▶ _WHAT THE TASK REQUIRES_
Report how many lines in the records below contain the string "query". Case counts, and the reply should be only the number.
___ EXCERPTED RECORDS ___
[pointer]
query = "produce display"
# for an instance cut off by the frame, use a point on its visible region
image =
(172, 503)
___
___ EXCERPTED RECORDS ___
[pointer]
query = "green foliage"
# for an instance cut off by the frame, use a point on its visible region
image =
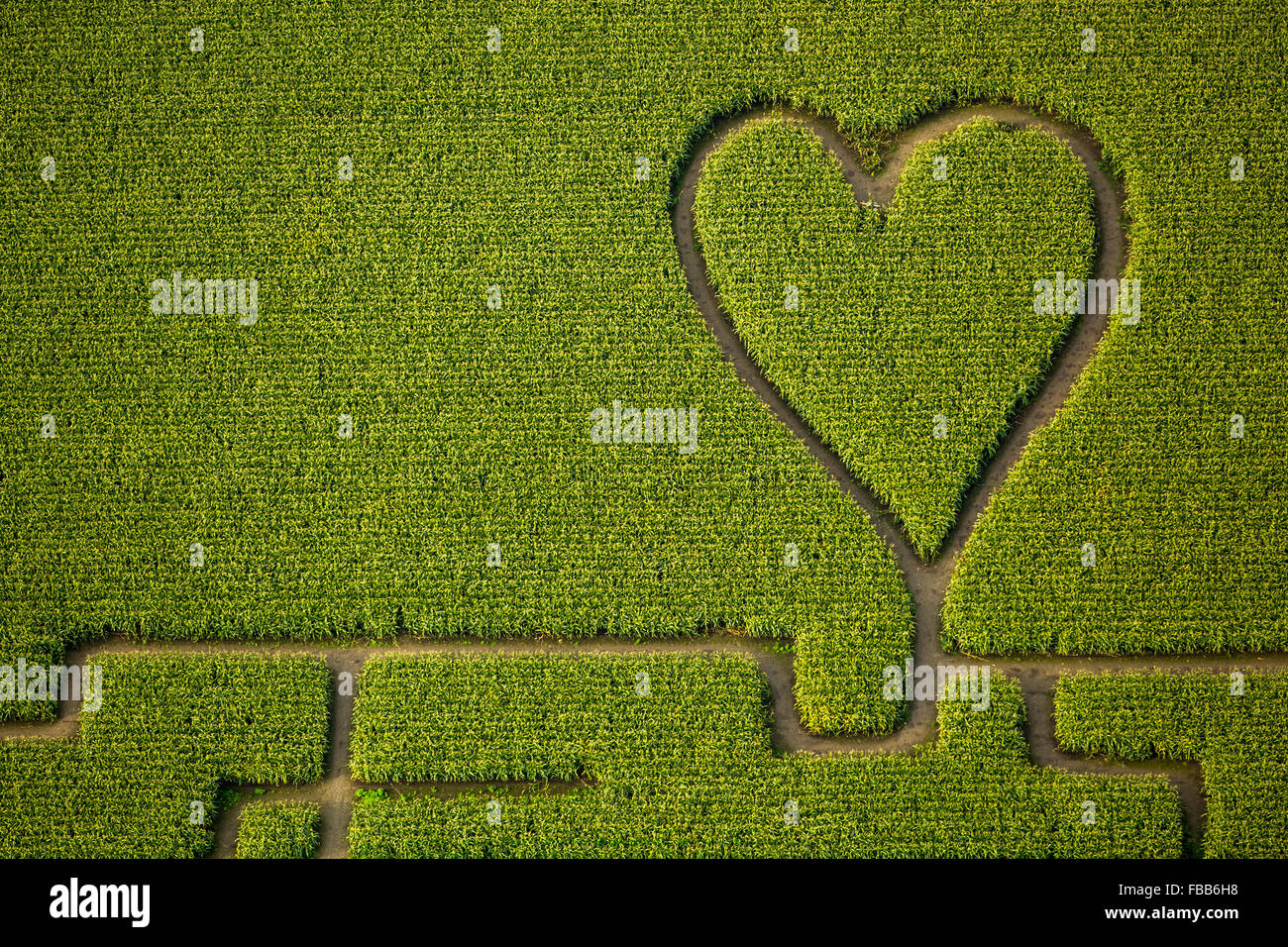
___
▶ _SOLUTION FOR THIS TASK_
2